**Input data:**
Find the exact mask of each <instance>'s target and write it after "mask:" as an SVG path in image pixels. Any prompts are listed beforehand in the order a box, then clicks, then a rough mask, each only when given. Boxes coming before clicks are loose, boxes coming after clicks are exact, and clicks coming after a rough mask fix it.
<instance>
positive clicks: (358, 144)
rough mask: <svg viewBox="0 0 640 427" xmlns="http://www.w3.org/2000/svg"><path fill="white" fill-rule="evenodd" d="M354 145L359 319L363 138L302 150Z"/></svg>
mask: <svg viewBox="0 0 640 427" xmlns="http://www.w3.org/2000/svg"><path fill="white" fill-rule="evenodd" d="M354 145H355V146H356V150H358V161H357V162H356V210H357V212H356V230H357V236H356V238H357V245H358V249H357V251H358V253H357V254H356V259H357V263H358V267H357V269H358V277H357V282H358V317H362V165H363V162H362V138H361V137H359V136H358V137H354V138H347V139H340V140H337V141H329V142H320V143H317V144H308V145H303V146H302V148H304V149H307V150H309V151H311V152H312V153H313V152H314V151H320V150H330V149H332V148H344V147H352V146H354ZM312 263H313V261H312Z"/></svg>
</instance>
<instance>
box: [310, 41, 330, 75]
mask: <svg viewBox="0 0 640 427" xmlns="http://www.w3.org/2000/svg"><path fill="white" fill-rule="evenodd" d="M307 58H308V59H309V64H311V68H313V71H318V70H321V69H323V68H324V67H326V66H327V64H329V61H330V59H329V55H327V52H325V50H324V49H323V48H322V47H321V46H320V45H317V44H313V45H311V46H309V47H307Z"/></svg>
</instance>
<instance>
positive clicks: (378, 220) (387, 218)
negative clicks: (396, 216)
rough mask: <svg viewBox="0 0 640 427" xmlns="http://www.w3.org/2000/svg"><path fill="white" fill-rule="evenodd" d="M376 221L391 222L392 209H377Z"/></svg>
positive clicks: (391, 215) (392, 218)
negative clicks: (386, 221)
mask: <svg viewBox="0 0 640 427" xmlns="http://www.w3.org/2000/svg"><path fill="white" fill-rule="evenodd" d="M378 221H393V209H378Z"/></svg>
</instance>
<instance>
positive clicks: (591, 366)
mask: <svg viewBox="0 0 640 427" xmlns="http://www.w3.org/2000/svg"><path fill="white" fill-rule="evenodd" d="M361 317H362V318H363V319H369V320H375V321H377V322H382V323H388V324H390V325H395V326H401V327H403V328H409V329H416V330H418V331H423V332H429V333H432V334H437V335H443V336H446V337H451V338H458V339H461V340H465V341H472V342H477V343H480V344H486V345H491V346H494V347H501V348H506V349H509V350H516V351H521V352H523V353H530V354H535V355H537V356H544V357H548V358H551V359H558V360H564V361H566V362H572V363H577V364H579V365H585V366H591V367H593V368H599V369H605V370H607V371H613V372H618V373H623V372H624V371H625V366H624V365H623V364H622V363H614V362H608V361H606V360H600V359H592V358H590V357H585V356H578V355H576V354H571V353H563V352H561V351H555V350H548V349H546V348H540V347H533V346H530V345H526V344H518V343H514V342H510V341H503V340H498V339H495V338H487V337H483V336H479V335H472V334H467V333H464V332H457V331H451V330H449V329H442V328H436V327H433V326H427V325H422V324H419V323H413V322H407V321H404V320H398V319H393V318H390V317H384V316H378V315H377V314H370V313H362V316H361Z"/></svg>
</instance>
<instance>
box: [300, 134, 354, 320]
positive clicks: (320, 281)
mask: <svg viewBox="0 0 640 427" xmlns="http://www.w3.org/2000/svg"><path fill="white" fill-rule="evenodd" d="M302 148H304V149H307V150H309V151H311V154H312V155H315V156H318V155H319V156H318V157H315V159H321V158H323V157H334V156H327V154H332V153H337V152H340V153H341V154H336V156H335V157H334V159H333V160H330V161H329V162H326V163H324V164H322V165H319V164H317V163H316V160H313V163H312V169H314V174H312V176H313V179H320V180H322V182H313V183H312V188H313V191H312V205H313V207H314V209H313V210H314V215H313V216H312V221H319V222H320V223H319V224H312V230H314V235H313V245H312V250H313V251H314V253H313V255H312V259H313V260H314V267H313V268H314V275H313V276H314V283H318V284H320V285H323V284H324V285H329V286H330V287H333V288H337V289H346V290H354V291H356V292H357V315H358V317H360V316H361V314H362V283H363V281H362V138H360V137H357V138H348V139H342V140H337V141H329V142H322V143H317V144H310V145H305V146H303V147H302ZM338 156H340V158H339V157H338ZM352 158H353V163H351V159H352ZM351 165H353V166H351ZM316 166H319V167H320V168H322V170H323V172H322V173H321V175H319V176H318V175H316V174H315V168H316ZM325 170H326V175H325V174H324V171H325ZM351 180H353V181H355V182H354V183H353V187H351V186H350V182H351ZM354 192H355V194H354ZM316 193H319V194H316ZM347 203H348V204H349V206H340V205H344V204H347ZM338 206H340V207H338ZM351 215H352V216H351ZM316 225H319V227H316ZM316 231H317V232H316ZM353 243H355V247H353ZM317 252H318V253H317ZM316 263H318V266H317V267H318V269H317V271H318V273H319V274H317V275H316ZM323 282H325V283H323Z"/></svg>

**What is expected:**
Please retype all of the records above exactly as they appear.

**Output for this exercise:**
Find the exact mask of each <instance>'s target and write it after "mask:" as an SVG path in image pixels. Any prompts are listed beforehand in the order a box, then clicks, then a rough mask, each only when given. Boxes coming before clicks are loose, boxes coming after clicks are exact, and clicks coming after a rough mask fix it.
<instance>
positive clicks: (358, 144)
rough mask: <svg viewBox="0 0 640 427" xmlns="http://www.w3.org/2000/svg"><path fill="white" fill-rule="evenodd" d="M354 145L359 319L363 138L302 150Z"/></svg>
mask: <svg viewBox="0 0 640 427" xmlns="http://www.w3.org/2000/svg"><path fill="white" fill-rule="evenodd" d="M354 145H355V146H356V150H358V161H357V162H356V210H357V212H356V230H357V236H356V238H357V245H358V249H357V251H358V253H357V254H356V259H357V263H358V267H357V269H358V277H357V282H358V317H362V165H363V162H362V138H361V137H359V136H358V137H354V138H347V139H340V140H337V141H329V142H320V143H317V144H308V145H303V146H302V148H304V149H307V150H309V151H311V152H312V153H313V152H314V151H320V150H330V149H332V148H344V147H352V146H354ZM312 263H313V261H312Z"/></svg>
</instance>
<instance>
box: [310, 41, 330, 75]
mask: <svg viewBox="0 0 640 427" xmlns="http://www.w3.org/2000/svg"><path fill="white" fill-rule="evenodd" d="M307 58H308V59H309V64H311V68H313V71H318V70H321V69H323V68H324V67H326V66H327V64H329V61H330V59H329V55H327V52H325V50H324V49H323V48H322V47H321V46H320V45H317V44H313V45H311V46H309V47H307Z"/></svg>
</instance>
<instance>
positive clicks: (378, 220) (387, 218)
negative clicks: (396, 216)
rough mask: <svg viewBox="0 0 640 427" xmlns="http://www.w3.org/2000/svg"><path fill="white" fill-rule="evenodd" d="M376 221L391 222L392 209H377Z"/></svg>
positive clicks: (391, 215) (392, 218)
negative clicks: (386, 221)
mask: <svg viewBox="0 0 640 427" xmlns="http://www.w3.org/2000/svg"><path fill="white" fill-rule="evenodd" d="M378 221H393V209H378Z"/></svg>
</instance>
<instance>
positive clicks: (591, 366)
mask: <svg viewBox="0 0 640 427" xmlns="http://www.w3.org/2000/svg"><path fill="white" fill-rule="evenodd" d="M361 317H362V318H363V319H369V320H375V321H377V322H382V323H388V324H390V325H395V326H401V327H403V328H409V329H416V330H418V331H423V332H429V333H432V334H437V335H443V336H446V337H451V338H458V339H461V340H465V341H472V342H477V343H480V344H486V345H491V346H494V347H501V348H506V349H509V350H516V351H521V352H523V353H530V354H535V355H537V356H544V357H548V358H551V359H558V360H564V361H566V362H572V363H577V364H579V365H585V366H591V367H593V368H599V369H605V370H607V371H613V372H618V373H623V372H624V371H625V366H624V365H623V364H622V363H614V362H608V361H606V360H600V359H592V358H590V357H585V356H578V355H576V354H571V353H563V352H561V351H555V350H548V349H546V348H540V347H533V346H530V345H526V344H518V343H514V342H510V341H503V340H498V339H495V338H487V337H483V336H479V335H472V334H467V333H464V332H457V331H451V330H449V329H442V328H436V327H433V326H427V325H422V324H419V323H413V322H407V321H404V320H398V319H393V318H390V317H384V316H378V315H377V314H370V313H362V316H361Z"/></svg>
</instance>
<instance>
box: [300, 134, 354, 320]
positive clicks: (320, 281)
mask: <svg viewBox="0 0 640 427" xmlns="http://www.w3.org/2000/svg"><path fill="white" fill-rule="evenodd" d="M302 148H304V149H307V150H309V151H311V154H312V155H315V156H318V155H319V156H318V157H315V159H321V158H323V157H334V156H327V154H332V153H337V152H340V153H341V154H336V156H335V157H334V159H333V160H330V161H329V162H326V163H324V164H322V165H319V164H317V163H316V160H313V163H312V169H314V174H312V176H313V179H320V180H322V182H313V183H312V188H313V191H312V205H313V207H314V209H313V210H314V215H313V216H312V221H319V222H320V223H319V224H312V230H314V235H313V245H312V250H313V251H314V253H313V255H312V259H313V260H314V267H313V268H314V275H313V276H314V283H318V284H320V285H323V284H324V285H329V286H330V287H333V288H337V289H346V290H354V291H356V292H357V315H358V317H360V316H361V314H362V283H363V281H362V138H360V137H357V138H348V139H342V140H337V141H329V142H322V143H317V144H310V145H305V146H303V147H302ZM338 156H340V158H339V157H338ZM352 158H353V163H351V159H352ZM351 165H353V166H351ZM316 166H319V167H320V168H322V170H323V172H322V173H321V175H319V176H318V175H316V174H315V168H316ZM325 170H326V175H325V174H324V171H325ZM351 180H353V181H355V182H354V183H353V187H351V186H350V182H351ZM354 192H355V194H354ZM316 193H319V194H316ZM347 203H348V204H349V206H340V205H344V204H347ZM338 206H340V207H338ZM351 215H352V216H351ZM316 225H319V227H316ZM316 231H317V232H316ZM353 243H355V247H353ZM317 252H318V253H317ZM316 263H318V266H317V267H318V269H317V271H318V273H319V274H317V275H316ZM323 282H325V283H323Z"/></svg>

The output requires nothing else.